------ Testo di partenza
Nel laboratorio artistico di Giuliano Baldessari

Lo si vede dietro ai fornelli, Giuliano Baldessari. Lo si vede abbigliato con una tuta in pelle nera, maschera inclusa, dai richiami fetish, tra il serio (poco) e il faceto (molto). Il dettaglio potrebbe trarre in inganno ma è in realtà elemento fondamentale per comprendere questo cuoco e la sua cucina. Quella dell’Aqua Crua è una realtà solida, temeraria e compatta, che impone un accesso ai menù degustazione rigorosamente in ordine crescente, partendo da “Introduzione”, per poi ritornare minimo due volte per proseguire con “Iniziazione” e “Follia” (scelta ideologica, va detto, che limita la libertà del cliente meno fortunato che non può presentarsi tre volte al ristorante, dovendo accettare “un’esperienza mutilata“, sebbene alla carta siano comunque presenti le scelte più “classiche”.
------------
------ Materiale dell'esercizio
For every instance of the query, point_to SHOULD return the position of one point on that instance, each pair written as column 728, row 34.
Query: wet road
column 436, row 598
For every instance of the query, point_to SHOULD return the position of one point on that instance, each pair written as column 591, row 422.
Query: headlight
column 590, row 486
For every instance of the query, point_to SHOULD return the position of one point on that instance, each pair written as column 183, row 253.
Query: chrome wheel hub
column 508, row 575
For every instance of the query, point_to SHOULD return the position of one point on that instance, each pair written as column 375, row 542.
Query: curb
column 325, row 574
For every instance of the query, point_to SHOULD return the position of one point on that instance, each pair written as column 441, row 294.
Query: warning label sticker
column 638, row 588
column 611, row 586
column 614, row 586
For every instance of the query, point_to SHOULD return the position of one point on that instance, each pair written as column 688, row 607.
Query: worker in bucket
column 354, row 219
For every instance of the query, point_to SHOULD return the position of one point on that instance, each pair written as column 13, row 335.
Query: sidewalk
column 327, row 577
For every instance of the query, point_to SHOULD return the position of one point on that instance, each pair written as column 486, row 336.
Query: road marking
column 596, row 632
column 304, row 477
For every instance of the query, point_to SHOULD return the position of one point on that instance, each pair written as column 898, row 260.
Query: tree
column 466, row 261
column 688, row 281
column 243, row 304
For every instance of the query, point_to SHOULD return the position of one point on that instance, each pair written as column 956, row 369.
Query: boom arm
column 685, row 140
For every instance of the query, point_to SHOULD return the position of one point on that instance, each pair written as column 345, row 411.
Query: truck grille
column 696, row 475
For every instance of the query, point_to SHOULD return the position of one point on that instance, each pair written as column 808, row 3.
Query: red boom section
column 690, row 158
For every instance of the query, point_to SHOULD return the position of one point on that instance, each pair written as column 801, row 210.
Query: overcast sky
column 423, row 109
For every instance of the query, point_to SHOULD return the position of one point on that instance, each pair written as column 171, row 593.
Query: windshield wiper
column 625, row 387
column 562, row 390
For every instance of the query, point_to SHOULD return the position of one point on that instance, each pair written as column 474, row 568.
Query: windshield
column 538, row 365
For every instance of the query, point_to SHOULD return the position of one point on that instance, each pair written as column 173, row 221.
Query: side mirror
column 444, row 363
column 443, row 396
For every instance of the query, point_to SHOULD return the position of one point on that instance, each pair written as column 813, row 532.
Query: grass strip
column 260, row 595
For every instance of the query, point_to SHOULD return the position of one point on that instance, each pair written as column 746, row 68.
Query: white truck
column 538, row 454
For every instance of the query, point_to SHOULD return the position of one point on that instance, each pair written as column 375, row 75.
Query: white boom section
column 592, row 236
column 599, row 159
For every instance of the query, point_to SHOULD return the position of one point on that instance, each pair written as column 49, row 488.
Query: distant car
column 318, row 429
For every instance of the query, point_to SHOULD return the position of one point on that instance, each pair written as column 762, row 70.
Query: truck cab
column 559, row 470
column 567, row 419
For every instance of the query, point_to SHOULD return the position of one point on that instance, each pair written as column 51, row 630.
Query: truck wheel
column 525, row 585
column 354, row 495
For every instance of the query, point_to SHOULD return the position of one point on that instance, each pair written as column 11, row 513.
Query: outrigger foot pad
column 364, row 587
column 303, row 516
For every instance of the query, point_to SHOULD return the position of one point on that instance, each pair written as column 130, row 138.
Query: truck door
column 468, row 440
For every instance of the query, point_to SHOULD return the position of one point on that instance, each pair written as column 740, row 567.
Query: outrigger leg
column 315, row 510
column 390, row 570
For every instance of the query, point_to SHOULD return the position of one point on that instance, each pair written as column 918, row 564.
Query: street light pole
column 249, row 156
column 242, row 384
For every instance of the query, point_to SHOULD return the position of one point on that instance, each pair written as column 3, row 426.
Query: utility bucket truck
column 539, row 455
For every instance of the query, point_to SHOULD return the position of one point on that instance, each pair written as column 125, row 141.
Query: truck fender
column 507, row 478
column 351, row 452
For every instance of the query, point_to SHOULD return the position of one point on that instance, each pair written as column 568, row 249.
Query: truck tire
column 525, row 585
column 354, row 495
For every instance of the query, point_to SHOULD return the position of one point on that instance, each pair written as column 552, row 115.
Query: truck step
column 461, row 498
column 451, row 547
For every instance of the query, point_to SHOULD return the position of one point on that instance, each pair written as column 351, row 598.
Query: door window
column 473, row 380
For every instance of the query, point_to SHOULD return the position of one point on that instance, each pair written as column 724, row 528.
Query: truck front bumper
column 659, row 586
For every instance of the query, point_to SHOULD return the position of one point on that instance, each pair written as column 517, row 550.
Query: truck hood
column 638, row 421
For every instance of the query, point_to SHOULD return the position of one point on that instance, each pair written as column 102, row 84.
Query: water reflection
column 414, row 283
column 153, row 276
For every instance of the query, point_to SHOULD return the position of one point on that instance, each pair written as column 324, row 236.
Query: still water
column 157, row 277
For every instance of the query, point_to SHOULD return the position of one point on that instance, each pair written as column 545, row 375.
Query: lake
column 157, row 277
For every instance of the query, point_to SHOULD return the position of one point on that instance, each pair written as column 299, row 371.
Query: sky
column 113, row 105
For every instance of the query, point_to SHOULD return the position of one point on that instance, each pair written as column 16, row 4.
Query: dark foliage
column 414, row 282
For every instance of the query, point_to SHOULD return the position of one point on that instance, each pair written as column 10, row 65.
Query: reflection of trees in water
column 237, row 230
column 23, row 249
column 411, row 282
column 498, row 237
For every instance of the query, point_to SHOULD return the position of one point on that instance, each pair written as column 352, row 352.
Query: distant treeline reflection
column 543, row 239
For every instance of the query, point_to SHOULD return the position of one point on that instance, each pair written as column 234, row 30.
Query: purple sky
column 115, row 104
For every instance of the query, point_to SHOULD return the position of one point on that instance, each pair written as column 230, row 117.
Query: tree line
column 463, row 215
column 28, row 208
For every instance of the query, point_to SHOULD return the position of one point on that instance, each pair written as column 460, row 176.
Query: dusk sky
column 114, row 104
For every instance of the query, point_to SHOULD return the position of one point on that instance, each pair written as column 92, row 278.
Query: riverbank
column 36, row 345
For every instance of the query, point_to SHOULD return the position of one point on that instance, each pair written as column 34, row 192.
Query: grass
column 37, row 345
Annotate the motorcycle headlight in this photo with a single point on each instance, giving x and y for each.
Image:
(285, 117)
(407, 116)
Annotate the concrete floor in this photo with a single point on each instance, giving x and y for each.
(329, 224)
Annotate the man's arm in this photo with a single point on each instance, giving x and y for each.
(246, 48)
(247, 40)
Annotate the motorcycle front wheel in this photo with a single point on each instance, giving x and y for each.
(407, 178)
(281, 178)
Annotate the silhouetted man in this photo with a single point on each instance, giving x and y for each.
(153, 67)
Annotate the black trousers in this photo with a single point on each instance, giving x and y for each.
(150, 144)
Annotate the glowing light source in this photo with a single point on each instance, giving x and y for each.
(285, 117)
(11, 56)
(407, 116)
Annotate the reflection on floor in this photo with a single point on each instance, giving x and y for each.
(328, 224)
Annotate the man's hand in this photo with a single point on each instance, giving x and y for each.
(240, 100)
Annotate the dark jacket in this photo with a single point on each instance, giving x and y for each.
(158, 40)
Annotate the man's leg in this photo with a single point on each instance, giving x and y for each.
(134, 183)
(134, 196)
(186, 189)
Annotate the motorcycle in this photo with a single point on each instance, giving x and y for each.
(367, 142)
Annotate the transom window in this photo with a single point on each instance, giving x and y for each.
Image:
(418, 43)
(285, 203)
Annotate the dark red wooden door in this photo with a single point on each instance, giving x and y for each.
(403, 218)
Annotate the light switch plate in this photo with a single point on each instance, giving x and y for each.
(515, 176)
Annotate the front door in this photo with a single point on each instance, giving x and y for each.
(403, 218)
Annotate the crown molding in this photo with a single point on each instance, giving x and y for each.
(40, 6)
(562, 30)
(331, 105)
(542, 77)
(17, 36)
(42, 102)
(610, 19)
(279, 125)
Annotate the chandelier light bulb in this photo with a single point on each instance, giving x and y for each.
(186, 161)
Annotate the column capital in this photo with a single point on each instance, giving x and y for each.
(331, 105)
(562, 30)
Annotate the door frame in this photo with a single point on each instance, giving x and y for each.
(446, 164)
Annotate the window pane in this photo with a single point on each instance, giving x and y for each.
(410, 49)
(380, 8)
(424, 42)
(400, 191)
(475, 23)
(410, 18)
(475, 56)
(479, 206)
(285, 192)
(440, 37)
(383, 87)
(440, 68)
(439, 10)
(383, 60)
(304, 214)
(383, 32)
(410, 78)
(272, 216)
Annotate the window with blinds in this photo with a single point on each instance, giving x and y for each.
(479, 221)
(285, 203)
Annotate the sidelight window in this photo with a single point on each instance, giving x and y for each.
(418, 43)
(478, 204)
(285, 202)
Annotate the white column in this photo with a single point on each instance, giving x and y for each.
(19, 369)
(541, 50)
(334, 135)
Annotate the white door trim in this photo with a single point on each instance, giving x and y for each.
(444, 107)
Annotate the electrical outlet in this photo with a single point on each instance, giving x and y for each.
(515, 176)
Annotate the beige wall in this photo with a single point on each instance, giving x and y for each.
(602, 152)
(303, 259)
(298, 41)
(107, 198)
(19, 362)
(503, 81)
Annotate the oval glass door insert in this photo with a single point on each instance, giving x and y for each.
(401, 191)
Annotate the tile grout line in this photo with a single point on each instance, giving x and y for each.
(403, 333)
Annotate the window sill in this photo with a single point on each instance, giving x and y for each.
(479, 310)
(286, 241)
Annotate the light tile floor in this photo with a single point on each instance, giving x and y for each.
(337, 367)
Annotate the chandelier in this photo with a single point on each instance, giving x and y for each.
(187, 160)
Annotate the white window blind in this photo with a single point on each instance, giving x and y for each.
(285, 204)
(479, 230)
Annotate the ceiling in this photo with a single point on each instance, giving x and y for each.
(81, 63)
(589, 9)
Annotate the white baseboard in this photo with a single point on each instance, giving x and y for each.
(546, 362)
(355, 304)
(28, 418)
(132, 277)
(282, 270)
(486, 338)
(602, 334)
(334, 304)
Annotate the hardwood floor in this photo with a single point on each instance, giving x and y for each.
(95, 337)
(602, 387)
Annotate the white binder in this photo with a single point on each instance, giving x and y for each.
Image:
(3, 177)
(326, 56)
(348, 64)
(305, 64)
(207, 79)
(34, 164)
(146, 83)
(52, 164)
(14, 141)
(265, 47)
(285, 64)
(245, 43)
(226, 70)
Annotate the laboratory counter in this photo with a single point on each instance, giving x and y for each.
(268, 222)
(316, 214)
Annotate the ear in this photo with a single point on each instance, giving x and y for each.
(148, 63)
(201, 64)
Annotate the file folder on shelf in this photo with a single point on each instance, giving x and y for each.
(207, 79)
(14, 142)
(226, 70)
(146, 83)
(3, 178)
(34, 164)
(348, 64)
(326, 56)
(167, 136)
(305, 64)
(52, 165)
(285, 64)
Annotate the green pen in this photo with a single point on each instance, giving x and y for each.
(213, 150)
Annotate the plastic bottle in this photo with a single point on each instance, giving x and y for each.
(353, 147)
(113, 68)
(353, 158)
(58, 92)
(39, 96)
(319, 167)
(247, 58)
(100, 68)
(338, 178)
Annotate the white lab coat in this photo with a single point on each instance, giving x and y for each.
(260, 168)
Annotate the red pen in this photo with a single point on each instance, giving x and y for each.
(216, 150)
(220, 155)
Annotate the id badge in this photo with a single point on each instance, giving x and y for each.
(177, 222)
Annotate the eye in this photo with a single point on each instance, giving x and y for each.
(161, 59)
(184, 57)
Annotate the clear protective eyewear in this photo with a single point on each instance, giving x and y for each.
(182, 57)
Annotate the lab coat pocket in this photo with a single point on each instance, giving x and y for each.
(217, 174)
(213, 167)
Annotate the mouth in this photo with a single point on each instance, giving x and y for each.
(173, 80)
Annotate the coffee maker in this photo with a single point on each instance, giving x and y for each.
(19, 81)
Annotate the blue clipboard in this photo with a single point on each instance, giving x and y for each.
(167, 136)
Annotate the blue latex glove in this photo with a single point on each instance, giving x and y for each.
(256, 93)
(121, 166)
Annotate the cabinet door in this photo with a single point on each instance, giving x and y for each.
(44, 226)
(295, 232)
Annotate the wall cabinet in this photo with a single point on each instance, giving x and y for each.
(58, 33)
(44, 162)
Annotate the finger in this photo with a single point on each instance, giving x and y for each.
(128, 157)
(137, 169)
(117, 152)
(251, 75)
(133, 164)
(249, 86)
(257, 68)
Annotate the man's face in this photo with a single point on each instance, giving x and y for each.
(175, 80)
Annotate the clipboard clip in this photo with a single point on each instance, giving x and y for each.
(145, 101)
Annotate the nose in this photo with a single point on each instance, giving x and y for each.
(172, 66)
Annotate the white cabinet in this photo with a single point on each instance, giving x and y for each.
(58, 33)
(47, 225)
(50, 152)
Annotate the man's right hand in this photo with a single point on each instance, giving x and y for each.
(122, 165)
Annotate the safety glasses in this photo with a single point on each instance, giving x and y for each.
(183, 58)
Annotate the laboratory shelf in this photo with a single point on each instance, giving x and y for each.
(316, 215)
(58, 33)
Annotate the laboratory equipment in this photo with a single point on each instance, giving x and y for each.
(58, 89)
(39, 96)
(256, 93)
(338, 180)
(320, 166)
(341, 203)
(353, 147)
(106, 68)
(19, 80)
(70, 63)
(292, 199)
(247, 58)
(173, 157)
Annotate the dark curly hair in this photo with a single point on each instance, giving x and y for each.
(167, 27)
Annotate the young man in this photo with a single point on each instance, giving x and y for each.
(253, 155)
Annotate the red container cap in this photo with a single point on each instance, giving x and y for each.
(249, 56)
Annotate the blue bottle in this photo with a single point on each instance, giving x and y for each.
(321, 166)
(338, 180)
------------
◆ Esercizi
(a) Riassumi in due frasi il testo su Giuliano Baldessari.
(b) Converti in un CSV a due colonne, "richiesta" e "risposta", le righe del materiale dall'inizio fino alla riga con "column 436, row 598" inclusa. Metti una riga per ogni richiesta, con ciascun campo tra virgolette e gli a capo sostituiti da spazi.

◆ Risposte
(a) Giuliano Baldessari si fa vedere ai fornelli con una tuta in pelle nera, maschera compresa, dai richiami fetish, un dettaglio che è fondamentale per capire questo cuoco e la sua cucina. All'Aqua Crua i menù degustazione vanno presi in ordine crescente, da "Introduzione" a "Iniziazione" e "Follia", tornando almeno due volte, una scelta che limita la libertà del cliente anche se alla carta restano le proposte più "classiche".

(b)
richiesta,risposta
"For every instance of the query, point_to SHOULD return the position of one point on that instance, each pair written as column 728, row 34. Query: wet road","column 436, row 598"